[Image location labeling entries]
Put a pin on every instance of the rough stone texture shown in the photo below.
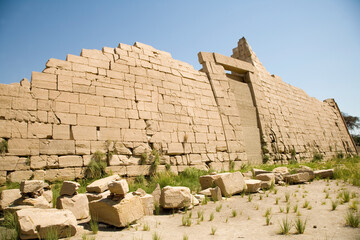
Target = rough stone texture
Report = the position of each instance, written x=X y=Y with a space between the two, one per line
x=134 y=97
x=252 y=185
x=35 y=222
x=118 y=213
x=77 y=204
x=8 y=197
x=30 y=186
x=148 y=204
x=97 y=196
x=216 y=193
x=207 y=181
x=69 y=188
x=328 y=173
x=230 y=183
x=298 y=178
x=39 y=202
x=119 y=187
x=101 y=185
x=175 y=197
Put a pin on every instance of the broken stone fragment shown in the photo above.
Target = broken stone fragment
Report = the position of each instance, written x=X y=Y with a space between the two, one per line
x=118 y=213
x=101 y=185
x=216 y=194
x=175 y=197
x=97 y=196
x=148 y=204
x=297 y=178
x=8 y=197
x=77 y=204
x=253 y=185
x=36 y=223
x=207 y=181
x=31 y=186
x=39 y=202
x=230 y=183
x=328 y=173
x=69 y=188
x=118 y=187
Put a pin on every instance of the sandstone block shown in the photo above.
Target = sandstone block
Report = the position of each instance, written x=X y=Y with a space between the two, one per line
x=230 y=183
x=70 y=161
x=216 y=194
x=328 y=173
x=34 y=222
x=175 y=197
x=119 y=187
x=297 y=178
x=252 y=185
x=207 y=181
x=266 y=177
x=118 y=213
x=148 y=204
x=77 y=204
x=57 y=147
x=69 y=188
x=8 y=197
x=101 y=185
x=23 y=147
x=84 y=133
x=97 y=196
x=39 y=202
x=19 y=176
x=30 y=186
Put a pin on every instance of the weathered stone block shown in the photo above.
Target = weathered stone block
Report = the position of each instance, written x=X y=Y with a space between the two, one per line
x=59 y=147
x=118 y=213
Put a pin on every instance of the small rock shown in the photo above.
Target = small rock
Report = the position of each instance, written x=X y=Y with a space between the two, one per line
x=175 y=197
x=8 y=197
x=69 y=188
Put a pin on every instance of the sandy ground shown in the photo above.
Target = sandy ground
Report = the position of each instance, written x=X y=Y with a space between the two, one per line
x=250 y=223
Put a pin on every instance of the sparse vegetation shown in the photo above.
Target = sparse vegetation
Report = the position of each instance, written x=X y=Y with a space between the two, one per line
x=300 y=226
x=285 y=226
x=352 y=219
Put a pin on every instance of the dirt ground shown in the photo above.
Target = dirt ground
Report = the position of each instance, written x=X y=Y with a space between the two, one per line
x=250 y=223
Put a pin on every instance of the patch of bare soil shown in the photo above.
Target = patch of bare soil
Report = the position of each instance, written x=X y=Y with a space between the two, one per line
x=249 y=222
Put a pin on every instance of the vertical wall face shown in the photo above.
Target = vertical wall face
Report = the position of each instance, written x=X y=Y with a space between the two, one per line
x=131 y=100
x=293 y=124
x=123 y=101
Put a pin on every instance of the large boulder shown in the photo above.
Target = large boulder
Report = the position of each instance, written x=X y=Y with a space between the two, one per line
x=118 y=213
x=253 y=185
x=101 y=185
x=118 y=187
x=69 y=188
x=8 y=197
x=297 y=178
x=97 y=196
x=37 y=223
x=77 y=204
x=328 y=173
x=207 y=181
x=230 y=183
x=31 y=186
x=175 y=197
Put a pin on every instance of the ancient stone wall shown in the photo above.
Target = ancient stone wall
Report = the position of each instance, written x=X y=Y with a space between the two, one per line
x=293 y=125
x=131 y=100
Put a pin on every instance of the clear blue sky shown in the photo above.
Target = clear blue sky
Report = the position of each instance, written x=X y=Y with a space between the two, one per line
x=314 y=45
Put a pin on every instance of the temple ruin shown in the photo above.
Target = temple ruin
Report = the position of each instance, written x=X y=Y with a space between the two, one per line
x=130 y=100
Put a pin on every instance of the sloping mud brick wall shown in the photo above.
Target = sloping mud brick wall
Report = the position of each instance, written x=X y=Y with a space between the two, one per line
x=130 y=100
x=293 y=125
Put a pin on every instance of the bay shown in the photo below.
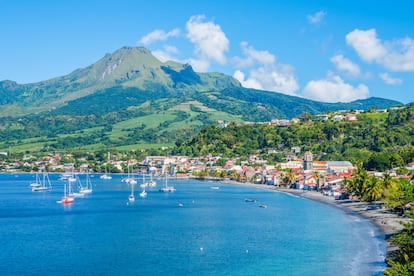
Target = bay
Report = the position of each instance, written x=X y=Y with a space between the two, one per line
x=196 y=230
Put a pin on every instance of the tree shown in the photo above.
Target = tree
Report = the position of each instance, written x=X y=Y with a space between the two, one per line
x=371 y=189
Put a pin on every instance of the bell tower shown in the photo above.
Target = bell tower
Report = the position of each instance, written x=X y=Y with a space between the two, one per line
x=308 y=161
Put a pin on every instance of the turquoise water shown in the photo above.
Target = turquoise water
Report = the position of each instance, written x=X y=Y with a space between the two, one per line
x=214 y=232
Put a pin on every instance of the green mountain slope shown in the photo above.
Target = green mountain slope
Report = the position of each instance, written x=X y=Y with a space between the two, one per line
x=131 y=98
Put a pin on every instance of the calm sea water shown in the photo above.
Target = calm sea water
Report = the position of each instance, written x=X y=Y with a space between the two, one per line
x=214 y=232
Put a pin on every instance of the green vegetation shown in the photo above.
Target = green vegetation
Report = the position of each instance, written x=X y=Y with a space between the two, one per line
x=379 y=142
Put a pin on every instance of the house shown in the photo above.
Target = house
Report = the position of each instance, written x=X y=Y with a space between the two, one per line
x=337 y=118
x=320 y=166
x=339 y=166
x=351 y=117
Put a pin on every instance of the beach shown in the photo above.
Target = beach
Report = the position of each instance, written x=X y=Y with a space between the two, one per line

Directions | Copy all of the data above line for line, leaving out the pictures.

Expected output |
Put a pin on every instance of the rough stone texture shown in the photo below.
Target = rough stone texture
Report = the position of each instance, written x=X y=Y with a space between the two, one per line
x=134 y=97
x=252 y=185
x=35 y=222
x=118 y=213
x=77 y=204
x=8 y=197
x=30 y=186
x=148 y=204
x=97 y=196
x=216 y=193
x=207 y=181
x=69 y=188
x=328 y=173
x=230 y=183
x=298 y=178
x=39 y=202
x=119 y=187
x=101 y=185
x=175 y=197
Put a pin on every instance of the broken stone fragment shown in the photo above.
Target = broken stone fragment
Report = the position of each instance, written x=X y=Y with a space between the two, one per line
x=118 y=213
x=101 y=185
x=216 y=194
x=175 y=197
x=97 y=196
x=148 y=204
x=297 y=178
x=8 y=197
x=77 y=204
x=253 y=185
x=36 y=223
x=207 y=181
x=31 y=186
x=39 y=202
x=230 y=183
x=328 y=173
x=69 y=188
x=118 y=187
Put a pin on every instance of the sandstone block shown in the photo above.
Target = sandstone block
Report = the position of each instance, written x=X y=Y with a space between the two, one per line
x=230 y=183
x=70 y=161
x=216 y=194
x=328 y=173
x=34 y=222
x=175 y=197
x=119 y=187
x=297 y=178
x=252 y=185
x=207 y=181
x=266 y=177
x=118 y=213
x=148 y=204
x=77 y=204
x=57 y=147
x=69 y=188
x=8 y=197
x=101 y=185
x=23 y=147
x=84 y=133
x=97 y=196
x=39 y=202
x=19 y=176
x=30 y=186
Put a pin on every instance of the weathered stone block shown in the photo above.
Target = weathered stone block
Report = the position of each instance, written x=X y=Y with a space between the two, one per line
x=59 y=147
x=118 y=213
Put a pin on every instance of the small rock shown in the photo above.
Target = small rock
Report = the position of each instance, written x=X y=Y with a space between the two, one per line
x=175 y=197
x=8 y=197
x=69 y=188
Put a pin on every instance of the sandy ground shown in the photo above.
Target = sandy ground
Report = the position of each instance, written x=X y=Y with a space between the two, one per line
x=250 y=223
Put a pin on every instance of the sparse vegetation shown in the photo above.
Target = sparse vegetation
Report = the position of each instance, written x=X y=Y with a space between the two, one per line
x=300 y=226
x=285 y=226
x=352 y=219
Put a pin on every instance of the dirt ground shown in the photo above.
Target = dirt ground
Report = the position of each instance, written x=X y=Y with a space between the two, one per line
x=250 y=223
Put a pin on every instance of the patch of bare soil shown in the photo above.
Target = patch of bare soil
Report = the position of each instance, written x=X y=Y with a space between the two, one per line
x=249 y=222
Put a pin on every instance of the vertical wall face shown in the photo above.
Target = vertical wall face
Report = the position of each instance, written x=X y=Y with a space between the two, one per line
x=131 y=100
x=293 y=124
x=123 y=101
Put a pin on every instance of the large boulder shown in the photo above.
Target = large boulder
Report = the position of each instance, written x=X y=Y with a space between the two, one per line
x=118 y=213
x=253 y=185
x=101 y=185
x=118 y=187
x=69 y=188
x=8 y=197
x=297 y=178
x=97 y=196
x=37 y=223
x=77 y=204
x=328 y=173
x=207 y=181
x=230 y=183
x=31 y=186
x=175 y=197
Put a pin on every instance of the ancient stone wall shown in the photo above.
Target = ancient stone wall
Report = the position of each instance, written x=X y=Y with a space between the two, one per line
x=293 y=125
x=131 y=100
Put a pin on every instance of the clear blue sky shown in the photo above.
Target = clear blue sky
Report = the position of each instance, written x=X y=Y with a space between the two, one per line
x=314 y=45
Put a pin on every instance of the temple ruin shown in the photo above.
Target = temple ruin
Report = the position of each instance, written x=X y=Y with a space between the two, one per line
x=130 y=100
Put a pin on every instance of the sloping mud brick wall shown in the photo above.
Target = sloping mud brick wall
Report = the position of each instance, written x=X y=Y with a space between the two, one per line
x=130 y=100
x=293 y=125
Put a pin on every instance of the bay shown in the photo below.
Target = bay
Report = the position of each instance, written x=X y=Y with a space between the two, one per line
x=196 y=230
Put a pin on every instance of the tree shown in the photo above.
Target = tree
Report = the position of each instance, written x=X y=Y with a space between the two, one per line
x=371 y=189
Put a pin on every instance of the bell tower shown in the photo above.
Target = bell tower
Report = the position of each instance, written x=X y=Y with a space between the two, one per line
x=308 y=161
Put a pin on every instance of the turquoise water shown in the photo above.
Target = turquoise water
Report = the position of each instance, written x=X y=Y with a space between the two, one per line
x=214 y=232
Put a pin on every instance of the green mountain slope shown in the photo above.
Target = green mountain slope
Report = the position of each instance, written x=X y=Y with a space between the two, one per line
x=131 y=98
Put a pin on every instance of the calm sea water shown in the photo above.
Target = calm sea water
Report = the position of each instance, written x=X y=Y with a space between the two, one per line
x=214 y=232
Put a pin on every instance of the green vegetation shown in the photo above.
Target = green vegetation
Report = the position of each instance, written x=X y=Y with a space between the two, one per line
x=379 y=142
Put a pin on every instance of the house shown in the photo above.
Target = house
Report = the position of each instance, written x=X y=Y with a space between the two, one per line
x=337 y=118
x=320 y=166
x=339 y=166
x=351 y=117
Put a pin on every instance of the beach shown in the photo above.
Target = beach
Report = the position of each instance, written x=X y=Y with a space between the two, one per line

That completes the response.